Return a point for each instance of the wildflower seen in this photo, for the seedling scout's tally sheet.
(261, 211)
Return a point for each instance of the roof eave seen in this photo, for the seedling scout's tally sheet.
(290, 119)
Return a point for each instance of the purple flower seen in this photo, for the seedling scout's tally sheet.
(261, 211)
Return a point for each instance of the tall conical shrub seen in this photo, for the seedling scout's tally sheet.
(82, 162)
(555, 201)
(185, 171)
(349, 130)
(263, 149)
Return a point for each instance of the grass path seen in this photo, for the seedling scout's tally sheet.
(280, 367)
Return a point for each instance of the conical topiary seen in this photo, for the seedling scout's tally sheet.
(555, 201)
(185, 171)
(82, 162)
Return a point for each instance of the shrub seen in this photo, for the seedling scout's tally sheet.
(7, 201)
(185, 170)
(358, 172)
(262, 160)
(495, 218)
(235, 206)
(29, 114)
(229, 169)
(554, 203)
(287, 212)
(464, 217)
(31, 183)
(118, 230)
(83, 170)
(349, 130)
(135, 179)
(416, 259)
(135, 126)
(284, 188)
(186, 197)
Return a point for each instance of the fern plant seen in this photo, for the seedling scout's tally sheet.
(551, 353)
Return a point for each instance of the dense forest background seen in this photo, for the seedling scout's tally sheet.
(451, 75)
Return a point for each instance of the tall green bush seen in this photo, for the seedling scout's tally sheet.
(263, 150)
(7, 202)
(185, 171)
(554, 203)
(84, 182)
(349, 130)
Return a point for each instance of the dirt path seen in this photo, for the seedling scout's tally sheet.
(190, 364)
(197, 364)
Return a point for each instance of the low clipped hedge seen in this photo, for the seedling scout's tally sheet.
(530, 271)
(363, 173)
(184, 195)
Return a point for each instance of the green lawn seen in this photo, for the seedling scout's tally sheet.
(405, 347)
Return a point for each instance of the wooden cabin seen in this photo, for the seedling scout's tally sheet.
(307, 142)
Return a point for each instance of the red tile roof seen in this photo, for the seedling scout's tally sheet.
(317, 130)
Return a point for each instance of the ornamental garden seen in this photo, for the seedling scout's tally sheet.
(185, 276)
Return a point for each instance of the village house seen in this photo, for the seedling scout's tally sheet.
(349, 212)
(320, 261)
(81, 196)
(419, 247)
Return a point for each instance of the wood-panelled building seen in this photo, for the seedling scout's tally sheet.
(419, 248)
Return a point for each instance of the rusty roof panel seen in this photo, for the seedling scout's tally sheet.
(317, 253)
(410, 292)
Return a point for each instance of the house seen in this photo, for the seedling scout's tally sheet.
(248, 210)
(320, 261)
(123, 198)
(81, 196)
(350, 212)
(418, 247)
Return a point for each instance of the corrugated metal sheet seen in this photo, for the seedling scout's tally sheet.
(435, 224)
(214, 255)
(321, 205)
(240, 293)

• • • • •

- _Work to complete_: Make a verbatim copy of every entry shown above.

- _Exercise output_:
Return a point for each instance of the wildflower seen in this photo, for the seedling scout's tally sheet.
(261, 211)
Return a point for each instance of the roof eave seen in this photo, for the seedling scout's tally sheet.
(290, 119)
Return a point for each instance of the purple flower seen in this photo, for the seedling scout's tally sheet.
(261, 211)
Return a point for each instance of the tall conical shrub seen in this photo, for the seedling scout's tally sheet.
(82, 162)
(555, 201)
(185, 171)
(349, 130)
(263, 149)
Return a point for each instance of the grass path seen in this photo, for the seedling scout's tally sheet.
(280, 367)
Return a point for each instance of the conical topiary seen in this photo, for the seedling scout's tally sheet.
(555, 201)
(185, 171)
(82, 162)
Return a point for each instance of the shrub seen in this photo, for the seedling scout's tally sheet.
(7, 201)
(185, 170)
(358, 172)
(262, 160)
(495, 218)
(235, 206)
(29, 114)
(229, 169)
(554, 203)
(287, 212)
(464, 217)
(31, 183)
(118, 230)
(83, 170)
(349, 130)
(135, 179)
(416, 259)
(135, 126)
(284, 188)
(186, 197)
Return a point for each instance of the fern plant seen in this photo, for the seedling scout's tally sheet.
(551, 353)
Return a point for each instance of the dense forest background seen in this photo, for the seedling scout's tally sheet.
(451, 75)
Return a point for each instance of the tall green bush seen in this photo, for the seedling scout's tally sheet.
(263, 150)
(7, 202)
(185, 171)
(554, 203)
(84, 182)
(349, 130)
Return a point for each instance of the dirt path seen in this photo, for the seedling scout's tally sheet.
(190, 364)
(197, 364)
Return a point for each instance of the low clipped hedge seen in this photo, for the seedling scout's tally sheet.
(530, 271)
(363, 173)
(184, 195)
Return a point for each instance of the green lawn seen in this photo, for the seedling scout's tally sheet.
(405, 347)
Return a point for each instance of the wooden cabin seen in this photo, for the seedling scout's tally sheet.
(307, 142)
Return a point for each instance of the red tile roof seen in this photo, for the seedling scout's tally sheet.
(317, 130)
Return a point for each instance of the ornamental garden seen in this photo, for the seedling scout's tally sheet.
(185, 276)
Return a point for each instance of the village house seen in this photo, for the seedling scout's tally sheet.
(349, 212)
(320, 261)
(81, 196)
(419, 247)
Return a point for each instance of the wood-panelled building seen in this photo, for the seedling scout's tally sheet.
(419, 248)
Return a point for each instance of the rusty roof panel seen in this photo, for the seedling scout's tally sheet.
(317, 253)
(410, 292)
Return a point for each instance of the house seen in this photo, for the seedling scout's tally sheet.
(248, 210)
(320, 261)
(123, 198)
(81, 196)
(350, 212)
(418, 247)
Return a point for each instance of the corrugated metal sheet seen in this photo, for the seedling scout's tally sheet.
(435, 224)
(214, 255)
(321, 205)
(240, 293)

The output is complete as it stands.